## WHAT YOU WILL DO
Write out every line exactly, from the first line of the records below through the line that contains "Target: grass tuft on rock".

:: RECORDED INFORMATION

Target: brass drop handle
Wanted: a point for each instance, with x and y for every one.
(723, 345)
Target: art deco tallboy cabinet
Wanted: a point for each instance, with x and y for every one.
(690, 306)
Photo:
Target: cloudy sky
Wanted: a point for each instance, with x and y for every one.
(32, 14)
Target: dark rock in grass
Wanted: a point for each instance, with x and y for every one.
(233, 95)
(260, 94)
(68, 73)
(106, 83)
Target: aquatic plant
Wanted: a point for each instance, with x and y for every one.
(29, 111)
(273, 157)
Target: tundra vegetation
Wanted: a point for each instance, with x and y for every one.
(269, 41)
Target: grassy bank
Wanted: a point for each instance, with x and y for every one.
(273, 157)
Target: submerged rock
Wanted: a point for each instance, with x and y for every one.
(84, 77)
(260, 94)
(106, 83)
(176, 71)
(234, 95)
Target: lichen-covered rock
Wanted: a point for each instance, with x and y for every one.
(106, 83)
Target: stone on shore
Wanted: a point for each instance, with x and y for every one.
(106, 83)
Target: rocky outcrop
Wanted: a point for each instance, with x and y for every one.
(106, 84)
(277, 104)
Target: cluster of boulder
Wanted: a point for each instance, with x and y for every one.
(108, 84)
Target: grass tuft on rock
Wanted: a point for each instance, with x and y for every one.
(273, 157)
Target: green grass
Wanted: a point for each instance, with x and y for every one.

::::

## YOUR RESPONSE
Target: brass drop handle
Wanted: a point for each instance, with x and y for every one.
(723, 345)
Target: art deco tallboy cabinet
Wanted: a point for each instance, with x and y for every one.
(690, 306)
Photo:
Target: cloudy sky
Wanted: a point for each instance, with x and y for every one.
(32, 14)
Target: dark rock in grass
Wanted: a point for each instance, with x and y for every one.
(233, 95)
(260, 94)
(68, 73)
(106, 83)
Target: aquatic plant
Wanted: a point for each instance, with x and y for every one.
(29, 111)
(273, 157)
Target: tundra vegetation
Wanted: a point for each instance, with x and y for every one.
(269, 41)
Target: grassy bank
Wanted: a point for each instance, with x and y for every one.
(273, 157)
Target: submerged rock
Wanted: a point for each instance, with x and y for every one.
(84, 77)
(260, 94)
(106, 83)
(176, 71)
(234, 95)
Target: lichen-covered rock
Wanted: a point for each instance, with x and y for every one.
(106, 83)
Target: stone on shore
Wanted: a point for each instance, with x and y for every one.
(106, 83)
Target: rocky outcrop
Wanted: a point for each instance, with x and y for every one.
(106, 84)
(277, 104)
Target: cluster of boulder
Wanted: a point for each instance, with x and y for every one.
(108, 84)
Target: grass tuft on rock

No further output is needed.